Der zweitgrößte Nettozahler Großbritannien verlässt bald die Europäische Union. Logischerweise müsste das EU-Budget damit schrumpfen. Die Schlussfolgerung von EU-Haushaltskommissar Günther Oettinger ist aber genau das Gegenteil: Das Budget soll nach dem Brexit sogar wachsen! Angenommen, es träten neben Großbritannien auch andere Nettozahler aus - zum Beispiel weil sie es leid sind, immer stärker zur Kasse gebeten zu werden -, hätte das nach dieser Logik keinerlei Einfluss auf den Umfang des Haushalts der verbleibenden EU-Mitglieder.
Einen Großteil der Ausfälle soll nach den Vorstellungen Oettingers sein Heimatland Deutschland ausgleichen. Oettinger schwebt eine Steigerung des deutschen Beitrags um bis zu zwölf Milliarden Euro jährlich vor. Das wäre eine Steigerung von rund 50 Prozent!
Deutschland will freiwillig mehr zahlen
Jede Regierung müsste sich schon aus Prinzip gegen derart dreiste Forderungen stellen, bei denen keineswegs sicher ist, dass sie den eigenen Steuerzahlern einen Mehrwert bringen. Doch was sagt der SPD-Finanzminister dazu? Olaf Scholz verhandelt nur ein ganz kleines bisschen: Zehn Milliarden zusätzlich könne man "ungefähr bewältigen". Mit seinem grundsätzlichen Einverständnis zu massiven deutschen Beitragserhöhungen steht er nicht einmal allein da. Im Koalitionsvertrag hatten sich CDU/CSU und SPD bereits "zu höheren Beiträgen Deutschlands zum EU-Haushalt" bereiterklärt. Andere Länder können sich seitdem bequem zurücklehnen.
Die deutsche Willfährigkeit in Haushaltsfragen wird der Kommission aber nicht einmal viel nützen. Denn eine ganze Riege anderer Nettozahler - von Österreich über die Niederlande und Belgien bis hin zu Schweden und Dänemark - lehnen die Erhöhungen ab und fordern stattdessen Umschichtungen und Einsparungen im EU-Haushalt.

■ ■ ■ ■

Arbeitsauftrag 1 –
Beantworten Sie anhand des Seitenauszugs die folgenden Fragen:
(a) Welches Land verlässt bald die Europäische Union, und als wievielt größter Nettozahler wird es bezeichnet?
(b) Um welchen Betrag soll der deutsche Beitrag nach Oettingers Vorstellung jährlich steigen?
(c) Welche zusätzliche Summe könne man laut Olaf Scholz „ungefähr bewältigen“?
Arbeitsauftrag 2 –
Geben Sie für jede Aussage an, ob sie mit dem Seitenauszug übereinstimmt, und belegen Sie Ihre Antwort mit einem wörtlichen Zitat:
(a) Oettinger will das EU-Budget nach dem Brexit verkleinern.
(b) CDU/CSU und SPD haben sich im Koalitionsvertrag zu höheren deutschen Beiträgen zum EU-Haushalt bereit erklärt.
(c) Schweden lehnt die Erhöhungen ab.
Arbeitsauftrag 3 –
Nennen Sie alle Länder, die laut Seitenauszug als Nettozahler die Erhöhungen ablehnen.

Datenauszug –
■ ■ ■ ■

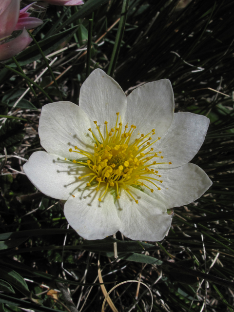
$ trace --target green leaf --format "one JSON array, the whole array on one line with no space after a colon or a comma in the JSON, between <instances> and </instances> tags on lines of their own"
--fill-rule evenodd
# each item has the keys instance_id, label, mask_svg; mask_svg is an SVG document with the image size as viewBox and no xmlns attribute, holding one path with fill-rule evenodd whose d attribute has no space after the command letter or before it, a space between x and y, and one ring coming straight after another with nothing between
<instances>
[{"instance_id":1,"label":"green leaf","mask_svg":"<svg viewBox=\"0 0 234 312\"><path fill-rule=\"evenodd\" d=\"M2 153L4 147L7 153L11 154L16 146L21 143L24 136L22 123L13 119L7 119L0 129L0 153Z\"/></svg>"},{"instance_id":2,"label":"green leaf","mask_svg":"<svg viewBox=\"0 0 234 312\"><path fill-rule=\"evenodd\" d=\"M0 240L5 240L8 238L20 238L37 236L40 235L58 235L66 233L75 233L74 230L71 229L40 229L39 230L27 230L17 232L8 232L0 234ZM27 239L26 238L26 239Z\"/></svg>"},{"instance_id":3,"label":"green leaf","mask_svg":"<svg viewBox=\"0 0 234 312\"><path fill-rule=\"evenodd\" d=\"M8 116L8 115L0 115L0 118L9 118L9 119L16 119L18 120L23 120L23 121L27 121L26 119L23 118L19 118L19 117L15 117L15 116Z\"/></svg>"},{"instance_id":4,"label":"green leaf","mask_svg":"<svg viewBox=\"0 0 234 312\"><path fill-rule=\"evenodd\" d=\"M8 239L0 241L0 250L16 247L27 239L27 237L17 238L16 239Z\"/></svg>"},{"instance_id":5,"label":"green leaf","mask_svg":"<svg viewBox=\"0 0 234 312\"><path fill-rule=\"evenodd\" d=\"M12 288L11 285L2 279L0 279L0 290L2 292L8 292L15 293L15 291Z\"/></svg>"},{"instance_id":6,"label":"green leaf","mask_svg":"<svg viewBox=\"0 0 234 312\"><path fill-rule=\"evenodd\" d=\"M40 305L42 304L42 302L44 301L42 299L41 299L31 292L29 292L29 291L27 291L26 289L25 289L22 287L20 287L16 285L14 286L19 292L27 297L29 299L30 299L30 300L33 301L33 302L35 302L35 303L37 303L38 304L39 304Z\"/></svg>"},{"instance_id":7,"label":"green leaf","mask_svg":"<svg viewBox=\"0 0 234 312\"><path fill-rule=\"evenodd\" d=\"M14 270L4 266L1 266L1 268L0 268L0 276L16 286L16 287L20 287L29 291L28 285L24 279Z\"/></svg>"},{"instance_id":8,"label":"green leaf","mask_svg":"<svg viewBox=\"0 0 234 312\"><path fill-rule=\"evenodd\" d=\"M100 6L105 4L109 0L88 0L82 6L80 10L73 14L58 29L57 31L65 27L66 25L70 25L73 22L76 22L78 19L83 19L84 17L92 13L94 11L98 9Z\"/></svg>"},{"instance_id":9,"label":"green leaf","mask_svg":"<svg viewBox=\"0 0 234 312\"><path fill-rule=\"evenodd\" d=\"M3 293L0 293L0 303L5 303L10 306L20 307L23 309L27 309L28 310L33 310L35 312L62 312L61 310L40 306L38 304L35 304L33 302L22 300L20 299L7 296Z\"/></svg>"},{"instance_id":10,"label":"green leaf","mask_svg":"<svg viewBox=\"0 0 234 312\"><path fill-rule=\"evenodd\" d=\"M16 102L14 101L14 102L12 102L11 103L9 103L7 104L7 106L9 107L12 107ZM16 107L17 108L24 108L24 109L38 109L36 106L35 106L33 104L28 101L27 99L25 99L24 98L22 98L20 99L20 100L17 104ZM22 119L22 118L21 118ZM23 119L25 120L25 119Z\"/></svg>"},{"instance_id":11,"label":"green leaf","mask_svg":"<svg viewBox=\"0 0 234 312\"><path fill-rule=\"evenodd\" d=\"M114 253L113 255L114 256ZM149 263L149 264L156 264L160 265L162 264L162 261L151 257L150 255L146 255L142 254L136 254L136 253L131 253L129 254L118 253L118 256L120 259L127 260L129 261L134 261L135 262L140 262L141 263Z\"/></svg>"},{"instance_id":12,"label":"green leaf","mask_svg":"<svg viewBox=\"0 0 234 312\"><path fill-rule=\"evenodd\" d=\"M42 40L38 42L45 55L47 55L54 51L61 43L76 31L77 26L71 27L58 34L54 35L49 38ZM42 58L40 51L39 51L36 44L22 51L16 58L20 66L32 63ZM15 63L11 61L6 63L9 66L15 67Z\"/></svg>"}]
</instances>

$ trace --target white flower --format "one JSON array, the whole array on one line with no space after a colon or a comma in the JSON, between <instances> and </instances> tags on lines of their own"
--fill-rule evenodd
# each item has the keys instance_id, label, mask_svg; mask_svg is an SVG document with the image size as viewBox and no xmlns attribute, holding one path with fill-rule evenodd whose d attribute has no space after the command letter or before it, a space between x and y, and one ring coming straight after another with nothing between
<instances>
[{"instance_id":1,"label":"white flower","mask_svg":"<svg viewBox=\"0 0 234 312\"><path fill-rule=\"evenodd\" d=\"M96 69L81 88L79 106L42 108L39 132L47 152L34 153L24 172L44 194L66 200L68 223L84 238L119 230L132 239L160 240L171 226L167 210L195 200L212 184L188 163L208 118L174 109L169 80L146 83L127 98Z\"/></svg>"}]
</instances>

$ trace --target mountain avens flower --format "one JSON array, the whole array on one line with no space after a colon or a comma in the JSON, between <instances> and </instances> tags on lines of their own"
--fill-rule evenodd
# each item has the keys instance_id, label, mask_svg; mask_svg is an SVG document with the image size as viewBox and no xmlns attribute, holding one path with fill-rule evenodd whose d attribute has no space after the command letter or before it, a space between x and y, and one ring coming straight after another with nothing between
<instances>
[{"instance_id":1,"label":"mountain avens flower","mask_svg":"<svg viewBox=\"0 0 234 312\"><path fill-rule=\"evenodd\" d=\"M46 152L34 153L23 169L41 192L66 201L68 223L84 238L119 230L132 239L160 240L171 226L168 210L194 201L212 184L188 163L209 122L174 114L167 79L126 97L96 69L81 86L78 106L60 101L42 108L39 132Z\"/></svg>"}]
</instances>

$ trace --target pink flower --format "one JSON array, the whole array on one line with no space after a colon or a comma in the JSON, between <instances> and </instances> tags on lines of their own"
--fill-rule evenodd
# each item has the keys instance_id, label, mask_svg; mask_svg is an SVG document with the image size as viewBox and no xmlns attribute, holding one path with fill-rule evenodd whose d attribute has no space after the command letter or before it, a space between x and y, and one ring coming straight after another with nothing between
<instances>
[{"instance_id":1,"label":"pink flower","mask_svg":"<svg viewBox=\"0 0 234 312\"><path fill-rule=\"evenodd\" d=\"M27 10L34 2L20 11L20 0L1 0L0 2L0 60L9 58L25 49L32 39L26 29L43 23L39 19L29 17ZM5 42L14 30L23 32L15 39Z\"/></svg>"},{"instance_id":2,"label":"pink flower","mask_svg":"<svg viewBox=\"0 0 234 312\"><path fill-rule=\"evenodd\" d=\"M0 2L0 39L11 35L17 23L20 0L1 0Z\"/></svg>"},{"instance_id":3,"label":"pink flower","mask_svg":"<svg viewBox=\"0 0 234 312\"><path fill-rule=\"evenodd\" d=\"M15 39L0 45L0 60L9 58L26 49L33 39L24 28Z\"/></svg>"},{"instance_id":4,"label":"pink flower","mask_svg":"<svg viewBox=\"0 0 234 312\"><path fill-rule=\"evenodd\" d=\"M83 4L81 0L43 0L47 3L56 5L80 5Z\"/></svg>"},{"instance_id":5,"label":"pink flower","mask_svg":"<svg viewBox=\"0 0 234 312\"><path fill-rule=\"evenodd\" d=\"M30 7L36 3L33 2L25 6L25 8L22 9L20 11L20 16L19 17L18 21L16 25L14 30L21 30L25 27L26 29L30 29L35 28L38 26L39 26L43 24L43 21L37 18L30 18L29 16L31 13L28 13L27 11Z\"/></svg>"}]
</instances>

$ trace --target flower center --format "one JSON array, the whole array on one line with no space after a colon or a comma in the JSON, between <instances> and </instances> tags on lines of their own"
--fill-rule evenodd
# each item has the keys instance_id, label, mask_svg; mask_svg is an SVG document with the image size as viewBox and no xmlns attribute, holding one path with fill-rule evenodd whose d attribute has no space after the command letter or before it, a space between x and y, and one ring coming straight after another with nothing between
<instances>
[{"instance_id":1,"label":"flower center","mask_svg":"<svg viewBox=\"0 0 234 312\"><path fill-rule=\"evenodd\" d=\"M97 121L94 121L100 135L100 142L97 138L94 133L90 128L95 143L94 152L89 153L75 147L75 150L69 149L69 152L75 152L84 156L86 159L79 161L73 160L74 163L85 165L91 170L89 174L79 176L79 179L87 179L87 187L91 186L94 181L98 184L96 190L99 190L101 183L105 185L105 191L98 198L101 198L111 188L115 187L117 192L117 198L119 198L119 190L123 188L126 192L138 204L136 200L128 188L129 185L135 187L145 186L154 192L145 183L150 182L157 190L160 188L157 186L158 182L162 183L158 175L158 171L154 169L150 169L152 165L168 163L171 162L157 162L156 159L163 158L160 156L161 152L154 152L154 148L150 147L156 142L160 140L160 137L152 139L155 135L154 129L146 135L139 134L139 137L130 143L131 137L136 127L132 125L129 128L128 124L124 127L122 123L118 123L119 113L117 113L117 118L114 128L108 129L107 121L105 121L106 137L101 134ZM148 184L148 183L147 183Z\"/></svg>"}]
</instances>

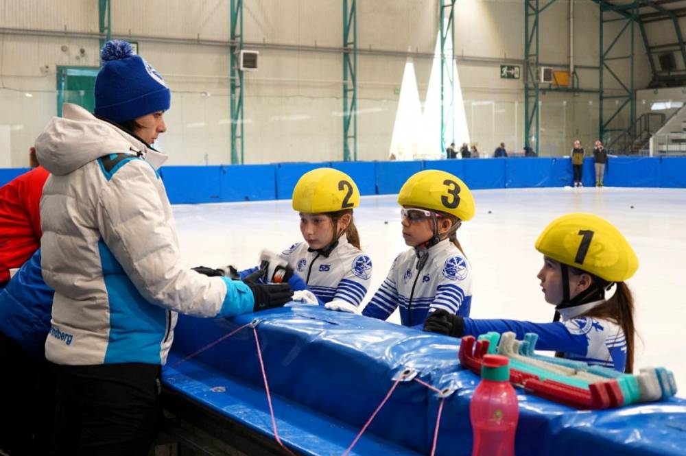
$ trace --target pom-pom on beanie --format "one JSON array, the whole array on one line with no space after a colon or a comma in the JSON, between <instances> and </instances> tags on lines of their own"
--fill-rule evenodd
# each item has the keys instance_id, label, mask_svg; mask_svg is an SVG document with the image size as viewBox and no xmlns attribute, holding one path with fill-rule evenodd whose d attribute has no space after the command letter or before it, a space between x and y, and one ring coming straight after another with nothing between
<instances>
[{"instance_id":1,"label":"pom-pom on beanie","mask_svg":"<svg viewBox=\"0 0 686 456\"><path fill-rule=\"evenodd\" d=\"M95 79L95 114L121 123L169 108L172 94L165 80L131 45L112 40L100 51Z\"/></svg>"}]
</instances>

■ ■ ■ ■

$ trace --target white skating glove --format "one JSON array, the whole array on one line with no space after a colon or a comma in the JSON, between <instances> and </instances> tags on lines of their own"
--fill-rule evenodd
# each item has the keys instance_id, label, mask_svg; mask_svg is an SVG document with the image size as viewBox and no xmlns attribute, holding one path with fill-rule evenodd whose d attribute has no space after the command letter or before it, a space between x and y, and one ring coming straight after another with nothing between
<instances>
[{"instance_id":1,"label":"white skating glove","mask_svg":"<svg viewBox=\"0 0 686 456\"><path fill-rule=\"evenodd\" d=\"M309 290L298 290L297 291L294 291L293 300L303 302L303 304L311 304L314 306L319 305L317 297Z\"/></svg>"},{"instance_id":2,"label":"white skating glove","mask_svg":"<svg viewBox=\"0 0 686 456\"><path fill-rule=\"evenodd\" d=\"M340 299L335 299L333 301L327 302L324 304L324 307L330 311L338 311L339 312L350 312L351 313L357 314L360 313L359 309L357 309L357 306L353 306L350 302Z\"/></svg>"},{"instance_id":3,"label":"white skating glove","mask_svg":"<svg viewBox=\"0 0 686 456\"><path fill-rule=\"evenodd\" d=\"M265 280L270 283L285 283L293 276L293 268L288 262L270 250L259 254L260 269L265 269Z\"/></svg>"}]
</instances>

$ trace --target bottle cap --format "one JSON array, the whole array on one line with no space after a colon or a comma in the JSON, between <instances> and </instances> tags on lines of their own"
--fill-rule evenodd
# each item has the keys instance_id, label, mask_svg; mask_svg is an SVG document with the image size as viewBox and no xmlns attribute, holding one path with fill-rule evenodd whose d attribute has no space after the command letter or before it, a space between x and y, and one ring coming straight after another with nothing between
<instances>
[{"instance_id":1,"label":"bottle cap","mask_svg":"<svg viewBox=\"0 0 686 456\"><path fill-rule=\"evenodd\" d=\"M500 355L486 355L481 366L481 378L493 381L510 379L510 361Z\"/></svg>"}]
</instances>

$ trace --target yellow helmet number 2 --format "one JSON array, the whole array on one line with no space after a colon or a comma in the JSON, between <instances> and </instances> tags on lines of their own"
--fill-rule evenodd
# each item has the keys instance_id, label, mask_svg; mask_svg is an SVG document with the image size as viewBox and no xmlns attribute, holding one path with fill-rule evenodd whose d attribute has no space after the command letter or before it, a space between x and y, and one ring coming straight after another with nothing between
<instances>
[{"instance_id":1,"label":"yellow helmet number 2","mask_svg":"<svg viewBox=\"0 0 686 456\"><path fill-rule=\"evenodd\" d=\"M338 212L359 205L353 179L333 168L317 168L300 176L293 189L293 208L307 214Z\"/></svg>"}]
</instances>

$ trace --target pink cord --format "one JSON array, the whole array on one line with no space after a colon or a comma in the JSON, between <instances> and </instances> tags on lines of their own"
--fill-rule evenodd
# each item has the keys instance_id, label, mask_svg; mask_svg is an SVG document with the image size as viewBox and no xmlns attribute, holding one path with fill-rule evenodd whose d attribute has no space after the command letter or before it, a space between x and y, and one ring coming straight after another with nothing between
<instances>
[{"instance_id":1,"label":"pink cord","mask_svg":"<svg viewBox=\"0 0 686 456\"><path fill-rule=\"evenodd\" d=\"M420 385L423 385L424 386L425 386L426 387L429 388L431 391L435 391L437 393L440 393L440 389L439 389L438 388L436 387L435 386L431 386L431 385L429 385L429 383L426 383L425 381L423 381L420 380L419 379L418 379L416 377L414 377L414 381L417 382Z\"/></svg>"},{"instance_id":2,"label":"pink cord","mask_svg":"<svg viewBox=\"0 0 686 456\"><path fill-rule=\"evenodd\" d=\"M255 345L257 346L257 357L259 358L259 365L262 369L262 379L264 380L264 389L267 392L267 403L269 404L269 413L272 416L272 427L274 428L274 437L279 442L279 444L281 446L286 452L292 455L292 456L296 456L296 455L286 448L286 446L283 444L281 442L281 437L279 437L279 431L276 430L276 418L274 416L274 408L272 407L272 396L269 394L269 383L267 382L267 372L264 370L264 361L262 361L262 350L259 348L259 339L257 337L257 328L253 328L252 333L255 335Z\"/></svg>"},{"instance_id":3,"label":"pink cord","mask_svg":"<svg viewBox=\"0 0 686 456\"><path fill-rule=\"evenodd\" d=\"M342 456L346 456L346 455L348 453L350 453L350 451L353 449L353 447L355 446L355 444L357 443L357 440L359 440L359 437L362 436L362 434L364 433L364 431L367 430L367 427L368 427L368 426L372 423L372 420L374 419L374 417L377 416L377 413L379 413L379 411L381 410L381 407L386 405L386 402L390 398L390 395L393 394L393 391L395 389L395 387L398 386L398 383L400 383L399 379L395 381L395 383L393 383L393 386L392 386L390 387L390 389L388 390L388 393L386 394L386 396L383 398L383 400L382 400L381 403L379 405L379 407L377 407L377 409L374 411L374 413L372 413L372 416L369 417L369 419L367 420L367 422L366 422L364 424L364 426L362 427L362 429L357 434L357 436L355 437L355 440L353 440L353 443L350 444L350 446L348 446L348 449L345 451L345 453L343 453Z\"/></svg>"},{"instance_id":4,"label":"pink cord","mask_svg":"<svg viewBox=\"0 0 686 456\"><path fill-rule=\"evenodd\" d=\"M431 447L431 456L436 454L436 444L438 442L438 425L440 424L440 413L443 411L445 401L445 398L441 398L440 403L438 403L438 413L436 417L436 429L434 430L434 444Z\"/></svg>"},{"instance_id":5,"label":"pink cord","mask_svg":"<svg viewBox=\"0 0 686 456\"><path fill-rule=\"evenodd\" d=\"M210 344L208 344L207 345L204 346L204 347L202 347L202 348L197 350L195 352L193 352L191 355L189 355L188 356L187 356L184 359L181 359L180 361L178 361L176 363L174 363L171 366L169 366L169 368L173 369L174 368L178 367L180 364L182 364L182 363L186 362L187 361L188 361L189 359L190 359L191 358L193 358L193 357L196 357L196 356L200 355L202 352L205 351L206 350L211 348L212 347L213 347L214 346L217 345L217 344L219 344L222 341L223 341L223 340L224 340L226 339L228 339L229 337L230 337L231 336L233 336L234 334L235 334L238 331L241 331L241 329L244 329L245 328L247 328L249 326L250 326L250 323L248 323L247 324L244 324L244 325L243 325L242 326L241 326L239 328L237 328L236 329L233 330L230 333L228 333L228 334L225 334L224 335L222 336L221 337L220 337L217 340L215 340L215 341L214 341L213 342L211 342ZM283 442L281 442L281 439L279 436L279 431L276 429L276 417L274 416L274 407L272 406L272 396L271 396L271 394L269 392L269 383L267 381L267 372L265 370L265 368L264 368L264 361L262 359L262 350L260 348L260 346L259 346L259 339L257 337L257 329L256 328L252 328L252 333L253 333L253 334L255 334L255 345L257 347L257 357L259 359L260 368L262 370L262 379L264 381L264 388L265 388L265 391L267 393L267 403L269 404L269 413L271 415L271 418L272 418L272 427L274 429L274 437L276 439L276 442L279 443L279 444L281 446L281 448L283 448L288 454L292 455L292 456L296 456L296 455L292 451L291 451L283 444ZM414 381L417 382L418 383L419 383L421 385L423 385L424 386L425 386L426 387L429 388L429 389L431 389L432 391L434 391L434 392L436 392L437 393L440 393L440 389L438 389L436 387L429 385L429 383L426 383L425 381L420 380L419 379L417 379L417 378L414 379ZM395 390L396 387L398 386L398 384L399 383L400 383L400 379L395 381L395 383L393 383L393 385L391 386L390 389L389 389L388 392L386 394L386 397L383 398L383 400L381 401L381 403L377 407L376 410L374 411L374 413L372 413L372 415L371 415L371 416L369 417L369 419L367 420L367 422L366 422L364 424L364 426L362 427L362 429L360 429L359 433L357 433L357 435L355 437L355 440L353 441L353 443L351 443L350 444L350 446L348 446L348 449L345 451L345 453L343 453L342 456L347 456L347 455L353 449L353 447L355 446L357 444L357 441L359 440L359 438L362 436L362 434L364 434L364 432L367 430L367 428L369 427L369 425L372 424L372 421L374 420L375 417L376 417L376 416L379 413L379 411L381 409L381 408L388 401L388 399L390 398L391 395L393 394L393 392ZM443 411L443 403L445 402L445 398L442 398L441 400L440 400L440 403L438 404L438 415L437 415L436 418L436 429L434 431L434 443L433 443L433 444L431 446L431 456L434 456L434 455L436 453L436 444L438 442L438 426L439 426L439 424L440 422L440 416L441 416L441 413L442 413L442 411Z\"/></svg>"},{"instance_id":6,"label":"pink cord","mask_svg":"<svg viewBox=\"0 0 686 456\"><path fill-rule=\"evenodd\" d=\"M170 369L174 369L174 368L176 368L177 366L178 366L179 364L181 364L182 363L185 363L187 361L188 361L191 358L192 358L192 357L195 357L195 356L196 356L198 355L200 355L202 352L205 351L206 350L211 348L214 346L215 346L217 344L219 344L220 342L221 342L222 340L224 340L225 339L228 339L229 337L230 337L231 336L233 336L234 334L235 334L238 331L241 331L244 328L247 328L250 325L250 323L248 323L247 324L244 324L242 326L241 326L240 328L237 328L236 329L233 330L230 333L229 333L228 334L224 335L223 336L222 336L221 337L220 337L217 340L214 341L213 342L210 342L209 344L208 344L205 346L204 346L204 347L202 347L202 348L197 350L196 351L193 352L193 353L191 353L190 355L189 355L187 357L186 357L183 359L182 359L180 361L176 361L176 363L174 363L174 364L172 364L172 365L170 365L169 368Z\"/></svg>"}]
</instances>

■ ■ ■ ■

Schriftliche Antwort 1 –
(a) Großbritannien, der zweitgrößte Nettozahler
(b) Um bis zu zwölf Milliarden Euro jährlich
(c) Zehn Milliarden

Schriftliche Antwort 2 –
(a) Nein: „Das Budget soll nach dem Brexit sogar wachsen!“
(b) Ja: „Im Koalitionsvertrag hatten sich CDU/CSU und SPD bereits "zu höheren Beiträgen Deutschlands zum EU-Haushalt" bereiterklärt.“
(c) Ja: „eine ganze Riege anderer Nettozahler - von Österreich über die Niederlande und Belgien bis hin zu Schweden und Dänemark - lehnen die Erhöhungen ab“

Schriftliche Antwort 3 –
Österreich, die Niederlande, Belgien, Schweden, Dänemark